■ The problem
Among the entries below, determine how many lines contain the word "grass" and state only that figure.

[Saved entries]
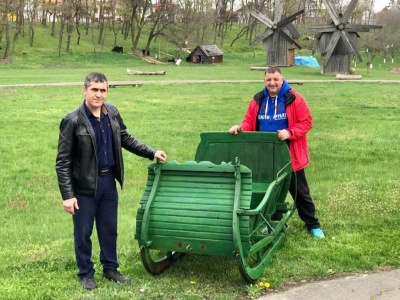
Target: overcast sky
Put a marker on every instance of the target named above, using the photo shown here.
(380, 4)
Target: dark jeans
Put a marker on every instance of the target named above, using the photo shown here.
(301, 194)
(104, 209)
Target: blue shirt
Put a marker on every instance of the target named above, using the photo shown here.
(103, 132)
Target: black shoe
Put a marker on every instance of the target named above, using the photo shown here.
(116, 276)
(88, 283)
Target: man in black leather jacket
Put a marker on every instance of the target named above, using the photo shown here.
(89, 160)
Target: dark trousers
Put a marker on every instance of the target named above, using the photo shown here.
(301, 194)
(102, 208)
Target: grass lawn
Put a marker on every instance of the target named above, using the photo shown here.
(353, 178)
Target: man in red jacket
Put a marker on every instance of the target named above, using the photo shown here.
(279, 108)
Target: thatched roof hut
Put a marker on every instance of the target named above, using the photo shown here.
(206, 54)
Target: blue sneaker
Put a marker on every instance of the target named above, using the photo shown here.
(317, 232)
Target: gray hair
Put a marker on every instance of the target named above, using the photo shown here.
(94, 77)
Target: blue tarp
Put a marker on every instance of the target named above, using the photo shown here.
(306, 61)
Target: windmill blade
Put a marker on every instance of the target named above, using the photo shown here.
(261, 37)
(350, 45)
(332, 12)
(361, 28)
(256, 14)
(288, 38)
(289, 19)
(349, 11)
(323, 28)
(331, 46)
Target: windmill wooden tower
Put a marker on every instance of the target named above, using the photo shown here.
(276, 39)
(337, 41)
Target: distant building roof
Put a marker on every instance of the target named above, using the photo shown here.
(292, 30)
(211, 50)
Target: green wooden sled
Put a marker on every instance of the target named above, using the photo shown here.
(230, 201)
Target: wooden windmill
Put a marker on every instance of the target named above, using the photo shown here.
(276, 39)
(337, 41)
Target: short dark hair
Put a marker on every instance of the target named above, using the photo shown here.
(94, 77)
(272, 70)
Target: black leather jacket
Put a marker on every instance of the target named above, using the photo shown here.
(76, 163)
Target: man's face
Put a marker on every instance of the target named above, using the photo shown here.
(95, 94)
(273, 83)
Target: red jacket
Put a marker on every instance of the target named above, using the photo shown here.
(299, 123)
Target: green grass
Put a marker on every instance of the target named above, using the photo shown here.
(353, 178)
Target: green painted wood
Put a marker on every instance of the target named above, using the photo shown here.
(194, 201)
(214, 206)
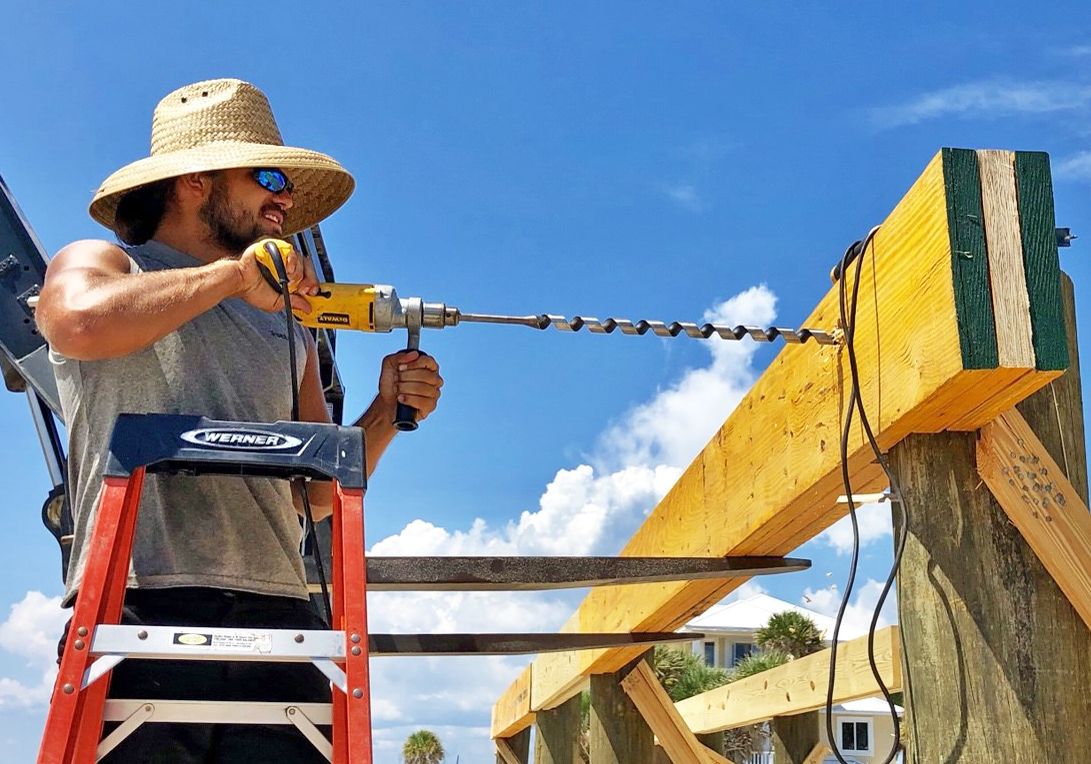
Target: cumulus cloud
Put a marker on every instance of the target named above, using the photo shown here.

■ Written answer
2